==== TEKS BACAAN
Masih lekat dalam ingatan kita kepada Barney dan teman-temannya yang mengajarkan banyak hal kepada anak-anak melalui kegiatan positif seperti bernyanyi, menari, hingga nilai-nilai dan sikap positif mengenai persahabatan, keberanian, keberagaman, dan lain-lain. aat ini, putera-puteri kita disuguhi petualangan empat bocah cilik dalam Little Einsteins yang tidak hanya pemberani, namun juga sangat dekat dengan nilai budaya dan seni.

Selain itu, lihat saja kisah beruang paling terkenal di dunia, Winnie The Pooh dalam My Friends Tigger & Pooh, kisah heroik Tsubasa di lapangan hijau dalam Captain Tsubasa, dan rangkaian tayangan lokal yang tak kalah mendidik seperti Jalan Sesama, Bocah Petualang, Dunia Binatang, dan lain-lain. 


TV yang Mendidik
Bisakah kita mengharapkan TV mampu mengemban tugas pentingnya dalam memberikan informasi, mendidik, sekaligus menghibur? Asalkan setiap program yang ditampilkan disiapkan atau dipilih dengan hati-hati, serius, melibatkan ahli, dan dibuat dalam sudut pandang kepentingan anak... kenapa tidak?!

Coba saja Anda tengok beberapa acara anak produk import semacam Dora The Explorer,Little Einsteins, dan Booggie Beebies. Ketiga tayangan tersebut tidak hanya membuat anak-anak terpaku memandang TV dengan rangkaian kisah dan deretan lagu, tetapi juga mengajak anak-anak berinteraksi. Dora kerap bertanya kepada anak-anak, “dapatkah kamu membantu menemukan peta?” Leo dalam Little Einsteins selalu bertanya, “maukah kau membantu kami. Tepuk pahamu lebih keras agar Rocket bisa terbang.” Belajar berhitung? Ayo simak Mickey Mouse Clubhouse, di sana Mickey kerap mengajak anak-anak menghitung dan belajar penjumlahan sederhana.
========
==== ENTRI DATA
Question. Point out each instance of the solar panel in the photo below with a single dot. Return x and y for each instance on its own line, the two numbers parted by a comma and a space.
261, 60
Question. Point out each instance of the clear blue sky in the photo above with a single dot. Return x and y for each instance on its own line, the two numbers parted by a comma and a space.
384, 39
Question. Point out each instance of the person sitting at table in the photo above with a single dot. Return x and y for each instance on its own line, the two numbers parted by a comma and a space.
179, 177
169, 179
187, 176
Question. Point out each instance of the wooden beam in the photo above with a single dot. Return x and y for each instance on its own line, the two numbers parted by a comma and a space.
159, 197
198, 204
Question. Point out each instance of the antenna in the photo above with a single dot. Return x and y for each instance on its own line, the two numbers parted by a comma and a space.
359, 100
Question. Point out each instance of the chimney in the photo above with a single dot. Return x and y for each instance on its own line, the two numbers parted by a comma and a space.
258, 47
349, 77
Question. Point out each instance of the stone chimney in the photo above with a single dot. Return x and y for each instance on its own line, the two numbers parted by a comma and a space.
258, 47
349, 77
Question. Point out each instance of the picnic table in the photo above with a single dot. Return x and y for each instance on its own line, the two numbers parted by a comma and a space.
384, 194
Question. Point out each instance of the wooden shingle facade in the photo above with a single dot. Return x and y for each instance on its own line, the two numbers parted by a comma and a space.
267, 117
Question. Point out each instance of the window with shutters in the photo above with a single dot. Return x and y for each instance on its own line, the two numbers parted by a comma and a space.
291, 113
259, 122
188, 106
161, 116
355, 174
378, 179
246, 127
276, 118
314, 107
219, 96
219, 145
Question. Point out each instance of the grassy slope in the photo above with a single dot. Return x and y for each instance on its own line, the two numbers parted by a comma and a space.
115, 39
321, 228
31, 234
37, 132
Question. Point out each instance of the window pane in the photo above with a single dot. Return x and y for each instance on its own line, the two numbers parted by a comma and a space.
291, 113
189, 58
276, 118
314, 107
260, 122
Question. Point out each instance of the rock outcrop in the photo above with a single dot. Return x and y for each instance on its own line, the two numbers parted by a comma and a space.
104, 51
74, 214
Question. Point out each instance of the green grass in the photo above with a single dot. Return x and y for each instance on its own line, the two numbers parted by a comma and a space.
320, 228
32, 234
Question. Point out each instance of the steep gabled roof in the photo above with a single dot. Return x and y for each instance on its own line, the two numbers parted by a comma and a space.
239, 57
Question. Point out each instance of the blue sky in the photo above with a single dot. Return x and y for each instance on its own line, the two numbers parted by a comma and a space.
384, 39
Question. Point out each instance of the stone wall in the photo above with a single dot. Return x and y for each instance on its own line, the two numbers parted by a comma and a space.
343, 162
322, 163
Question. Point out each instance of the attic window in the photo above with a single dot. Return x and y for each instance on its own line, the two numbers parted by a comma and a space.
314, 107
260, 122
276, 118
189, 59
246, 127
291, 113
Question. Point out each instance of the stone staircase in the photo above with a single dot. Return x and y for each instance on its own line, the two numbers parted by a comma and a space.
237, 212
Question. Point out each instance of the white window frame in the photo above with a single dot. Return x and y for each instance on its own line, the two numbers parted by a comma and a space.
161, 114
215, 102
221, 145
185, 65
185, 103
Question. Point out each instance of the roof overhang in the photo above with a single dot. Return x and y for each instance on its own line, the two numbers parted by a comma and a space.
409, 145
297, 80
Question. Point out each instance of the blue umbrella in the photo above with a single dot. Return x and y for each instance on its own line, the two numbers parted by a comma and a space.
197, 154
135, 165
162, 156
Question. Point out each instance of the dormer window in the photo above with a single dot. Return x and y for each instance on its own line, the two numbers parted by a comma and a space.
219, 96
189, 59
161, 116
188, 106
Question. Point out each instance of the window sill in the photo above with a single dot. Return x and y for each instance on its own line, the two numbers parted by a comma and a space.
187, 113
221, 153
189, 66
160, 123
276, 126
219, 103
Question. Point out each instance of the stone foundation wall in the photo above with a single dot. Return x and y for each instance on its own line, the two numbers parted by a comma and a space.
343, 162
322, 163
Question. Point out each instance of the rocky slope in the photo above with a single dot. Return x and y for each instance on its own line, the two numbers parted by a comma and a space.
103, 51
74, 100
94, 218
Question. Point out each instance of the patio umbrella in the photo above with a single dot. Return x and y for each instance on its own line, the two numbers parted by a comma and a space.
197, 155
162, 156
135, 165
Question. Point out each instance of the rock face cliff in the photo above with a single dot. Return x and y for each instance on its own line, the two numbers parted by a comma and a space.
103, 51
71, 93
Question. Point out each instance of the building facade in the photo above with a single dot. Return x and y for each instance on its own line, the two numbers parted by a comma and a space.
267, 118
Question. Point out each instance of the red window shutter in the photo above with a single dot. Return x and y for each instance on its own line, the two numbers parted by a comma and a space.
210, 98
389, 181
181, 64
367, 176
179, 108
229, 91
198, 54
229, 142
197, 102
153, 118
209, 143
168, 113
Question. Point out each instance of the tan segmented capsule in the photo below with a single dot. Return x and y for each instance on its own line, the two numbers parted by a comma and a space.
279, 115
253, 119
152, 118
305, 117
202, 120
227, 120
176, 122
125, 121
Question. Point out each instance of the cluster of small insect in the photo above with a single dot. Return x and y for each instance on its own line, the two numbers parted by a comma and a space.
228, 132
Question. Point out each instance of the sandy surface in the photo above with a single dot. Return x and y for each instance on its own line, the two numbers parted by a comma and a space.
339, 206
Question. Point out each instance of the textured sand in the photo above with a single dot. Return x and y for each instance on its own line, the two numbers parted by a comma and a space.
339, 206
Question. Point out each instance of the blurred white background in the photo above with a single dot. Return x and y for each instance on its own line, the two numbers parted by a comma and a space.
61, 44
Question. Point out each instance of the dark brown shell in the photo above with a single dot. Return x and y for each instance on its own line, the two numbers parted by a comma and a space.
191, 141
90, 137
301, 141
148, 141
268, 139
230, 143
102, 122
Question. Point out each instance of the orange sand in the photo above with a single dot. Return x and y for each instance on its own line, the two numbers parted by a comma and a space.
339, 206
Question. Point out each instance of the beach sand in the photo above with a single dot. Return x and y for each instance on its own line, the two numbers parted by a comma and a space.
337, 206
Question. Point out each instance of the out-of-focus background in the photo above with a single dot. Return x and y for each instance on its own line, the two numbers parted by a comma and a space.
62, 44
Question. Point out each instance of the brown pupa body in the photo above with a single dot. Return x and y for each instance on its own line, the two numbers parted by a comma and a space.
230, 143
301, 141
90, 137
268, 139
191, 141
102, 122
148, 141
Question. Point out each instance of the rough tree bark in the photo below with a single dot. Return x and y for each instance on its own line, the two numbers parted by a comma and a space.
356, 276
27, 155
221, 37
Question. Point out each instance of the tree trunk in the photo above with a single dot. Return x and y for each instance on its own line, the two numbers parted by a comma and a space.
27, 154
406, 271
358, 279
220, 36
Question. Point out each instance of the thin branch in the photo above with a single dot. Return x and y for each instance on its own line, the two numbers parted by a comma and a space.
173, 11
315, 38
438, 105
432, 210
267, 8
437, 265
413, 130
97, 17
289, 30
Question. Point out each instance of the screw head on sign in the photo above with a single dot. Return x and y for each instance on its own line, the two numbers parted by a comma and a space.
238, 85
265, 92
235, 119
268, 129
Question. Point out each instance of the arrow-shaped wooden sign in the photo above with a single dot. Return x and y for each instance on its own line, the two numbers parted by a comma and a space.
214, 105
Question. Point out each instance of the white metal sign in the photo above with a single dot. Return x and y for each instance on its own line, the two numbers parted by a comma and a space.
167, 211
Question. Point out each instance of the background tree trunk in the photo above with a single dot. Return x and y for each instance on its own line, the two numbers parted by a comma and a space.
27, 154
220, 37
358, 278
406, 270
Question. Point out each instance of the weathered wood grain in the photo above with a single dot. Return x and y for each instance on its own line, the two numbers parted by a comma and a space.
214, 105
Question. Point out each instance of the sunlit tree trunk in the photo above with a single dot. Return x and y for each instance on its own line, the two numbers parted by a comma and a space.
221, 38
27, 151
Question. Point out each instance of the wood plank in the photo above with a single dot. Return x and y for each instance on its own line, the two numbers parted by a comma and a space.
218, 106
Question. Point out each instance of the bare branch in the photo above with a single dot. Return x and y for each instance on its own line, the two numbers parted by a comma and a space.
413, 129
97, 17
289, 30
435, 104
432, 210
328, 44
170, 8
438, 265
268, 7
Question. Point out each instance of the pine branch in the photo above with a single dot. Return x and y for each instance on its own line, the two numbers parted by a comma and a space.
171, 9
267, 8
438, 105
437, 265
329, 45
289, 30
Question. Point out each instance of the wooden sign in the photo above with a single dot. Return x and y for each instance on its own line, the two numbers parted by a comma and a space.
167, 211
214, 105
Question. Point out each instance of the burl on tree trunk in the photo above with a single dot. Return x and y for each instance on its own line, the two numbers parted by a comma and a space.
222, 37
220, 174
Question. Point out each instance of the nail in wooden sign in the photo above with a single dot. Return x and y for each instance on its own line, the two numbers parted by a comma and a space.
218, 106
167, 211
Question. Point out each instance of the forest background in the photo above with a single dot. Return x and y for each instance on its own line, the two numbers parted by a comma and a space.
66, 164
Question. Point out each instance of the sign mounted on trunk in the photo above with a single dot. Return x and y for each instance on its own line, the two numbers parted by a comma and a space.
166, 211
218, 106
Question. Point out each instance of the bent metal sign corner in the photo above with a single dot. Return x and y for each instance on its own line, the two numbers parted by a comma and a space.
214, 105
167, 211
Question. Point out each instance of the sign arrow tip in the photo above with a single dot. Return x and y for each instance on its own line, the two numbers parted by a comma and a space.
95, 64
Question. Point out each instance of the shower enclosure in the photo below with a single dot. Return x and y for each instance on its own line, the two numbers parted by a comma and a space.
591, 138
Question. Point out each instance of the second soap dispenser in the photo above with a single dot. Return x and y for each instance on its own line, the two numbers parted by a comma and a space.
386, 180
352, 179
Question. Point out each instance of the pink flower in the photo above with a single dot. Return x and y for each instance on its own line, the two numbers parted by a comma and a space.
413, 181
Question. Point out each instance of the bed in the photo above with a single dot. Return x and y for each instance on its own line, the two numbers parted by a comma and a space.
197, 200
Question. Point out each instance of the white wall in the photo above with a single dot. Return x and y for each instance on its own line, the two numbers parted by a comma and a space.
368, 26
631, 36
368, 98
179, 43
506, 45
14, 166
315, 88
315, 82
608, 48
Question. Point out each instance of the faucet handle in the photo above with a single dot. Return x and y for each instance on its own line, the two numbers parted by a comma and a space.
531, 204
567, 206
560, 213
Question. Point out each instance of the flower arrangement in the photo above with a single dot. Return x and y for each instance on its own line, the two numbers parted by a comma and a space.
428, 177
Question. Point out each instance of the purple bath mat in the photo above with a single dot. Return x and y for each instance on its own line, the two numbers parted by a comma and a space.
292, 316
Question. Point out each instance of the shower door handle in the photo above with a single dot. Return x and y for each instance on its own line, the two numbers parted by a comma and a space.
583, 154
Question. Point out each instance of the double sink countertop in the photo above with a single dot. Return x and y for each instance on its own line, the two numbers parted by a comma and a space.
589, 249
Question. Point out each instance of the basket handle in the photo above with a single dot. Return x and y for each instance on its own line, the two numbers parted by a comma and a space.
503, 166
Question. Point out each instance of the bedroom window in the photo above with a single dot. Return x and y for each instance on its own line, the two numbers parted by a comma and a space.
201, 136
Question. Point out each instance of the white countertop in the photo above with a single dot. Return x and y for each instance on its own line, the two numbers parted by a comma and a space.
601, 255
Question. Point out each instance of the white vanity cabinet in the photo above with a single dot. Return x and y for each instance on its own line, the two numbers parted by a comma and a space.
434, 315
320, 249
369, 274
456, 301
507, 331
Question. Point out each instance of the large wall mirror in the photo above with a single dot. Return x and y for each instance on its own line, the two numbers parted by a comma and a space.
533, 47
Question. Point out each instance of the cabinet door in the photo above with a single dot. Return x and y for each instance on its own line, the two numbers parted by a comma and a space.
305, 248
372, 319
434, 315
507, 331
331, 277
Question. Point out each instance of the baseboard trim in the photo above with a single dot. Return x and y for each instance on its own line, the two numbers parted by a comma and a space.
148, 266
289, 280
========
=== KETENTUAN LATIHAN ===
Tulis ulang seluruh teks tentang acara televisi anak tanpa mengubah satu kata atau tanda baca pun.

=== HASIL ===
Masih lekat dalam ingatan kita kepada Barney dan teman-temannya yang mengajarkan banyak hal kepada anak-anak melalui kegiatan positif seperti bernyanyi, menari, hingga nilai-nilai dan sikap positif mengenai persahabatan, keberanian, keberagaman, dan lain-lain. aat ini, putera-puteri kita disuguhi petualangan empat bocah cilik dalam Little Einsteins yang tidak hanya pemberani, namun juga sangat dekat dengan nilai budaya dan seni.

Selain itu, lihat saja kisah beruang paling terkenal di dunia, Winnie The Pooh dalam My Friends Tigger & Pooh, kisah heroik Tsubasa di lapangan hijau dalam Captain Tsubasa, dan rangkaian tayangan lokal yang tak kalah mendidik seperti Jalan Sesama, Bocah Petualang, Dunia Binatang, dan lain-lain. 


TV yang Mendidik
Bisakah kita mengharapkan TV mampu mengemban tugas pentingnya dalam memberikan informasi, mendidik, sekaligus menghibur? Asalkan setiap program yang ditampilkan disiapkan atau dipilih dengan hati-hati, serius, melibatkan ahli, dan dibuat dalam sudut pandang kepentingan anak... kenapa tidak?!

Coba saja Anda tengok beberapa acara anak produk import semacam Dora The Explorer,Little Einsteins, dan Booggie Beebies. Ketiga tayangan tersebut tidak hanya membuat anak-anak terpaku memandang TV dengan rangkaian kisah dan deretan lagu, tetapi juga mengajak anak-anak berinteraksi. Dora kerap bertanya kepada anak-anak, “dapatkah kamu membantu menemukan peta?” Leo dalam Little Einsteins selalu bertanya, “maukah kau membantu kami. Tepuk pahamu lebih keras agar Rocket bisa terbang.” Belajar berhitung? Ayo simak Mickey Mouse Clubhouse, di sana Mickey kerap mengajak anak-anak menghitung dan belajar penjumlahan sederhana.